● TASK DIRECTIONS:
In full and without alteration, give the listing again.
== GIVEN DATA ==
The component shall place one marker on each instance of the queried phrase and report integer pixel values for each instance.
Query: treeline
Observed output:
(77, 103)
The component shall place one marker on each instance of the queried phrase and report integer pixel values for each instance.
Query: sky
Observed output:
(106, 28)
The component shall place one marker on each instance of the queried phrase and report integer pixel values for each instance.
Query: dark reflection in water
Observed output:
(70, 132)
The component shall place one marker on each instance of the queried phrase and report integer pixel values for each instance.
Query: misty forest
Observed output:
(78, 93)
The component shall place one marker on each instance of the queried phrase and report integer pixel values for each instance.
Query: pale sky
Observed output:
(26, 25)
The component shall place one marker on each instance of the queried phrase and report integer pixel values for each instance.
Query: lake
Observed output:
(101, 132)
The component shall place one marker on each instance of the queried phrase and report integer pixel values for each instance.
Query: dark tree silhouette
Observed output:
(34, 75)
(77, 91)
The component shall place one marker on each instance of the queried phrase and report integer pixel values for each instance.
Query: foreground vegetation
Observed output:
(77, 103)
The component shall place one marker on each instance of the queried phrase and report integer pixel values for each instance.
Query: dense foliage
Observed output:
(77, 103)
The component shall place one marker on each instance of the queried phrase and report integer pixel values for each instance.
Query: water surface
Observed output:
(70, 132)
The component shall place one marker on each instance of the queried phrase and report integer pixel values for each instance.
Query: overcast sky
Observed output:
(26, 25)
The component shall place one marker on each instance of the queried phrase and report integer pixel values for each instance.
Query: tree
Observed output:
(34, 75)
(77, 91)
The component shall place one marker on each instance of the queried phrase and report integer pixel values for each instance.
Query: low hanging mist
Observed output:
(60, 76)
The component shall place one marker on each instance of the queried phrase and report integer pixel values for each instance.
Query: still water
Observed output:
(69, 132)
===
● SOLUTION FOR THIS EXERCISE:
The component shall place one marker on each instance of the queried phrase and report integer pixel values for each instance.
Query: treeline
Observed output:
(77, 103)
The component shall place one marker on each instance of the queried phrase and report integer pixel values for each instance.
Query: sky
Observed output:
(106, 28)
The component shall place one marker on each instance of the queried phrase and report integer pixel values for each instance.
Query: dark reflection in water
Observed output:
(70, 132)
The component shall place one marker on each instance of the queried phrase and report integer pixel values for each instance.
Query: misty forest
Observed output:
(78, 93)
The component shall place one marker on each instance of the queried phrase and report integer pixel values for each instance.
Query: pale sky
Observed output:
(26, 25)
The component shall place one marker on each instance of the queried phrase and report integer pixel values for each instance.
Query: lake
Observed output:
(101, 132)
The component shall place one marker on each instance of the queried phrase and report integer pixel values for each instance.
Query: dark tree silhouette
Observed output:
(34, 75)
(77, 91)
The component shall place one marker on each instance of the queried phrase and report integer pixel values for each instance.
Query: foreground vegetation
Observed output:
(77, 103)
The component shall place one marker on each instance of the queried phrase and report integer pixel values for each instance.
Query: dense foliage
Observed output:
(77, 103)
The component shall place one marker on each instance of the queried phrase and report integer pixel values for each instance.
Query: water surface
Observed output:
(70, 132)
The component shall place one marker on each instance of the queried phrase and report integer pixel values for each instance.
Query: overcast sky
Observed output:
(26, 25)
The component shall place one marker on each instance of the queried phrase and report integer pixel values for each instance.
Query: tree
Observed output:
(34, 75)
(77, 91)
The component shall place one marker on each instance of the queried phrase and report integer pixel values for each instance.
Query: low hanging mist
Observed output:
(60, 76)
The component shall place one marker on each instance of the queried phrase and report integer pixel values for each instance.
Query: still water
Observed output:
(69, 132)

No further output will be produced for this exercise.